begin Listed entries
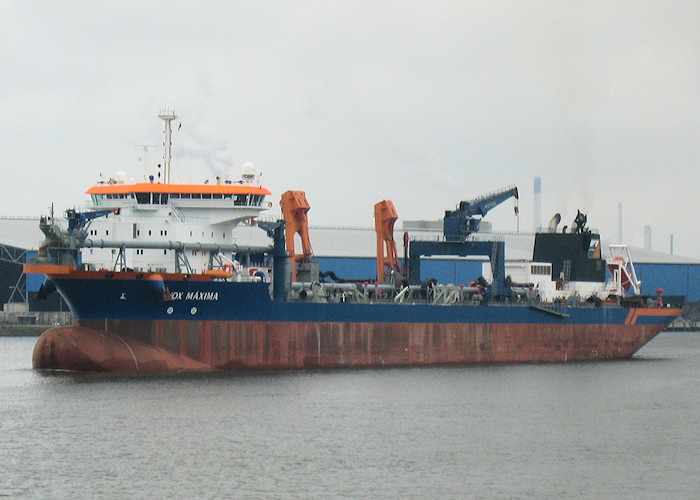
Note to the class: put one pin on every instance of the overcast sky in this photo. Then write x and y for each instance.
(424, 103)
end Listed entries
begin Listed entries
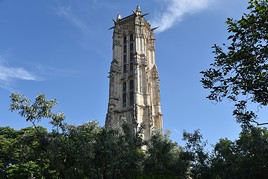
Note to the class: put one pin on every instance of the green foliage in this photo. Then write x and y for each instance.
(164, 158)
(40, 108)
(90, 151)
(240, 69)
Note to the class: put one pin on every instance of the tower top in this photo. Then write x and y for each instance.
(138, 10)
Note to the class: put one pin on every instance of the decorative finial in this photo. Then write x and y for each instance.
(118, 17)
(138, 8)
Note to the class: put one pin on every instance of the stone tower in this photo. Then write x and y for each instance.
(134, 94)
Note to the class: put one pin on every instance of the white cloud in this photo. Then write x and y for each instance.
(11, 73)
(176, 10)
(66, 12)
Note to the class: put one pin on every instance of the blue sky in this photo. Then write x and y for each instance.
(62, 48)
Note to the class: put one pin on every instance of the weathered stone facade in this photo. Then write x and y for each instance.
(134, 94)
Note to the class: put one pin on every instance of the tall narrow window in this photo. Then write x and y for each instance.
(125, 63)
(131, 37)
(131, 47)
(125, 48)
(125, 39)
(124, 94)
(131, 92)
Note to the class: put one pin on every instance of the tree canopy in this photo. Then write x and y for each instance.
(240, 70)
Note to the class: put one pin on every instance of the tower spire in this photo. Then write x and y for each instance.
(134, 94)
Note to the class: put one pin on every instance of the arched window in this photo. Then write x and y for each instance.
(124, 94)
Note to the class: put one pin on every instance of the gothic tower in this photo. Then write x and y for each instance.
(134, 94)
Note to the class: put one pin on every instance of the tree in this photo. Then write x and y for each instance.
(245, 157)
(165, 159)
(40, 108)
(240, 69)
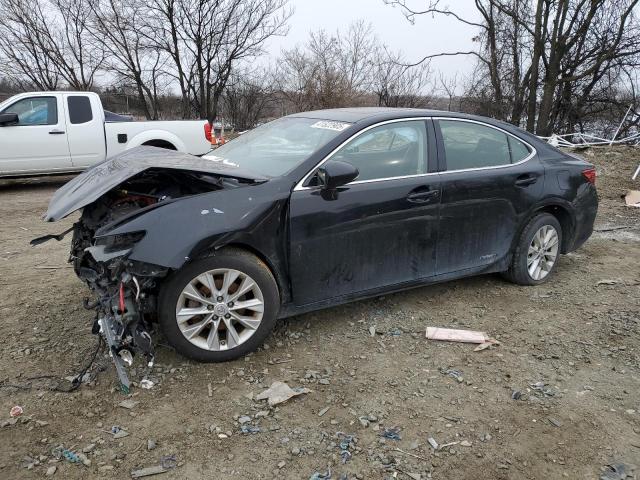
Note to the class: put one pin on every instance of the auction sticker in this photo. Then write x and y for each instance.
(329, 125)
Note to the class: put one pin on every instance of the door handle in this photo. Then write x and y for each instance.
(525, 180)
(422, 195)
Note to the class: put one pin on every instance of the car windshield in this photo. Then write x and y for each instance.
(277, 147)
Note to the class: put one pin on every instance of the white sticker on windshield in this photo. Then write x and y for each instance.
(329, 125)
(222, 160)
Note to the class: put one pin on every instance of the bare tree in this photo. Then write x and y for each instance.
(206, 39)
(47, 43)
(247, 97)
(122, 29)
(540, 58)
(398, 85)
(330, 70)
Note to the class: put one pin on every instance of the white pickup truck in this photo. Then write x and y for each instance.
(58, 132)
end Listed entries
begin Listed entries
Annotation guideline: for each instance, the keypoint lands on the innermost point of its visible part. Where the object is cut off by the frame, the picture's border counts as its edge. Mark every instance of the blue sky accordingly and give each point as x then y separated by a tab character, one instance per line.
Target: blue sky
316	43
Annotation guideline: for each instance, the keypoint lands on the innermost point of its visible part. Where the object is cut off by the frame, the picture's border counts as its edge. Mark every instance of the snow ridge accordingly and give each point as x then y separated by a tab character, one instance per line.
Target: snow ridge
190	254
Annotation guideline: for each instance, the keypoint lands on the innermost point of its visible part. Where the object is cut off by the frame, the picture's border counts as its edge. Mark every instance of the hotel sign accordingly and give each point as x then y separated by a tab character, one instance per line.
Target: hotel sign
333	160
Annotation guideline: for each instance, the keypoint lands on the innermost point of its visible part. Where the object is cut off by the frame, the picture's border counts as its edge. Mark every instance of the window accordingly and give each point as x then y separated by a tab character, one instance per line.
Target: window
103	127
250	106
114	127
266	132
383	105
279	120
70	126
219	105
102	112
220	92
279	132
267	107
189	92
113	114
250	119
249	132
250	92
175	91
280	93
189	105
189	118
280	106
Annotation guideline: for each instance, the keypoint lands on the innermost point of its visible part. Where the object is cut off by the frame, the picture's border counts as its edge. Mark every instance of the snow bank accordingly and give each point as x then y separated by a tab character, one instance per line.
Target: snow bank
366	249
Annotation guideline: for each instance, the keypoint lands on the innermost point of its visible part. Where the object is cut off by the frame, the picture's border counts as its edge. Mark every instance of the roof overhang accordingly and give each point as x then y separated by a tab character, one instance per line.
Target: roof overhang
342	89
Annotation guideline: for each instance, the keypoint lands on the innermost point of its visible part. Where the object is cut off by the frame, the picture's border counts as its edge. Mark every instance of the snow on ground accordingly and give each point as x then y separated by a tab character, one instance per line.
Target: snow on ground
end Listed entries
### Your instructions
List each line of the entries above that contains the word "ridge", matching case exactly.

### Solution to this task
Annotation guideline: for each instance, the keypoint lands on the innermost point of its visible part. Where the object is cut off by the frame, the picture's border counts as its edge. Mark every instance of the snow ridge accordingly and give each point as x then y separated by a tab character, one instance per line.
Target: snow ridge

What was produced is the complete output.